할 일:
아래 모든 행에서 "Grounding Module" 부분을 "Localization Module" 표현으로 바꿔 다시 적어 주세요. 나머지는 하나도 고치지 마세요.

주어진 자료:

........

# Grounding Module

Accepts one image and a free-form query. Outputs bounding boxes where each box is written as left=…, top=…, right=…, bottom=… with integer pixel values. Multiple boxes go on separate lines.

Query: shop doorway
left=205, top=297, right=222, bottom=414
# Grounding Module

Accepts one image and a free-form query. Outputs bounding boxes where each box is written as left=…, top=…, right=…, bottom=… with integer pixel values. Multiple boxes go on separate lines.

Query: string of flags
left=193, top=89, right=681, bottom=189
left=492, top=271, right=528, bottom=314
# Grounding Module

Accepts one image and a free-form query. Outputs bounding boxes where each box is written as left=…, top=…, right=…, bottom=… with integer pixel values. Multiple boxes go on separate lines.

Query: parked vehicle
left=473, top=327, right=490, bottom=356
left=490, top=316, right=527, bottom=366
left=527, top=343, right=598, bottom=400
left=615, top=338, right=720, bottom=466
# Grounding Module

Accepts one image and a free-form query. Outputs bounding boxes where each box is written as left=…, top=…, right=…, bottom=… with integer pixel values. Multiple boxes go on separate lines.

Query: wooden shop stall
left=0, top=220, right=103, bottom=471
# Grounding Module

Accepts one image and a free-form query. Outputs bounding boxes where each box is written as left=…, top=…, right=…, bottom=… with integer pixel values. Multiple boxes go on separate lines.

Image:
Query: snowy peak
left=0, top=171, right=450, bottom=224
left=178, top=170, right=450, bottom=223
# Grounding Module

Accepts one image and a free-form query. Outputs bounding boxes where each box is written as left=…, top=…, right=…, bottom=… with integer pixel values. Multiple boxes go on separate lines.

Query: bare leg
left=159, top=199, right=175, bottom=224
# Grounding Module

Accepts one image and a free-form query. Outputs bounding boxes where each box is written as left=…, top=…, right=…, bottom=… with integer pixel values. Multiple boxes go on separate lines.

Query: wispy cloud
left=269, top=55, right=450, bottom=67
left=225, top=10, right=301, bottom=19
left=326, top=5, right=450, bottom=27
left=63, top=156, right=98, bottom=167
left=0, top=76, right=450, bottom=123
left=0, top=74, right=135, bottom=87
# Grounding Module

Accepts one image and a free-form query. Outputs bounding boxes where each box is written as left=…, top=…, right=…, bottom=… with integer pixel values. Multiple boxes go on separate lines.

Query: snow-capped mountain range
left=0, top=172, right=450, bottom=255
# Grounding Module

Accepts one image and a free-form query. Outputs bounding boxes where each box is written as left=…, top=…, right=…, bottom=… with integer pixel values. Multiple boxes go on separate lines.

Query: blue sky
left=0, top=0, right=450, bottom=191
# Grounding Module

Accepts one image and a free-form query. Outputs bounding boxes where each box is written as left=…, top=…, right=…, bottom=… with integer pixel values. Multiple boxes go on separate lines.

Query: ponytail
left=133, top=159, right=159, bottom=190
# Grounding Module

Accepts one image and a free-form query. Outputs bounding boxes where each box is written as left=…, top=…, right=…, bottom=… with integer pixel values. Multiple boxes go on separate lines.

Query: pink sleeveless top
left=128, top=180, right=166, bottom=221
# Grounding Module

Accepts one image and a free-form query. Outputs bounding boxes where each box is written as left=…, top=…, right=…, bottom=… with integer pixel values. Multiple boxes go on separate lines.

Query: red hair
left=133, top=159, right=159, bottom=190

........

연습 답안:
# Localization Module

Accepts one image and a free-form query. Outputs bounding boxes where each box is written as left=…, top=…, right=…, bottom=… with integer pixel values. Multiple boxes go on separate lines.

Query: shop doorway
left=205, top=297, right=222, bottom=414
# Localization Module

Accepts one image and a free-form query. Outputs bounding boxes where each box is written as left=…, top=…, right=…, bottom=… with integer pixel values. Multiple boxes go on separate lines.

Query: string of flags
left=193, top=89, right=681, bottom=189
left=492, top=271, right=528, bottom=314
# Localization Module

Accepts one image and a free-form query. Outputs bounding boxes where each box is written as left=…, top=…, right=…, bottom=… with integer pixel values. Multiple boxes go on separate lines.

Query: parked vehicle
left=473, top=327, right=490, bottom=356
left=490, top=316, right=527, bottom=366
left=527, top=343, right=598, bottom=400
left=615, top=338, right=720, bottom=466
# Localization Module

Accepts one image and a free-form query. Outputs bounding boxes where each box is written as left=…, top=…, right=…, bottom=… with integer pixel values. Multiple boxes go on separate lines.

Query: wooden shop stall
left=0, top=220, right=103, bottom=471
# Localization Module

Accepts one image and a free-form query. Outputs bounding boxes where each box is written as left=…, top=…, right=…, bottom=… with integer pixel values. Multiple boxes go on separate lines.

Image:
Query: snowy peak
left=0, top=171, right=450, bottom=224
left=178, top=170, right=450, bottom=223
# Localization Module

Accepts one image and a free-form query. Outputs bounding boxes where each box is written as left=…, top=…, right=…, bottom=… with integer pixel values. Multiple boxes go on separate lines.

Query: bare leg
left=159, top=199, right=175, bottom=224
# Localization Module

Accepts one image and a free-form query. Outputs bounding boxes where each box is written as left=…, top=…, right=…, bottom=… with integer pixel values. Multiple boxes go on separate lines.

Query: wispy cloud
left=269, top=55, right=450, bottom=67
left=225, top=10, right=301, bottom=19
left=326, top=5, right=450, bottom=27
left=63, top=156, right=98, bottom=167
left=0, top=76, right=450, bottom=123
left=0, top=74, right=135, bottom=87
# Localization Module

Accepts one image and a free-form query. Outputs bounding boxes where each box is written as left=…, top=…, right=…, bottom=… with integer pixel values. Multiple boxes go on separate lines.

Query: snow-capped mountain range
left=0, top=172, right=450, bottom=255
# Localization Module

Accepts one image and a free-form query. Outputs bounding boxes where each box is written as left=…, top=…, right=…, bottom=… with integer pixel values. Multiple boxes go on separate lines.

Query: blue sky
left=0, top=0, right=450, bottom=191
# Localization Module

Accepts one image and a free-form query. Outputs bounding boxes where each box is written as left=…, top=…, right=…, bottom=… with integer pixel values. Multiple boxes go on separate lines.

Query: ponytail
left=133, top=159, right=159, bottom=190
# Localization Module

Accepts one image and a free-form query. Outputs bounding boxes where each box is written as left=…, top=…, right=…, bottom=… with integer pixel values. Multiple boxes go on separate lines.

Query: pink sleeveless top
left=128, top=180, right=166, bottom=221
# Localization Module

Accepts one image and a free-form query. Outputs bounding boxes where each box is written as left=…, top=…, right=…, bottom=… with integer pixel values. Multiple boxes go on separate lines.

Query: red hair
left=133, top=159, right=159, bottom=190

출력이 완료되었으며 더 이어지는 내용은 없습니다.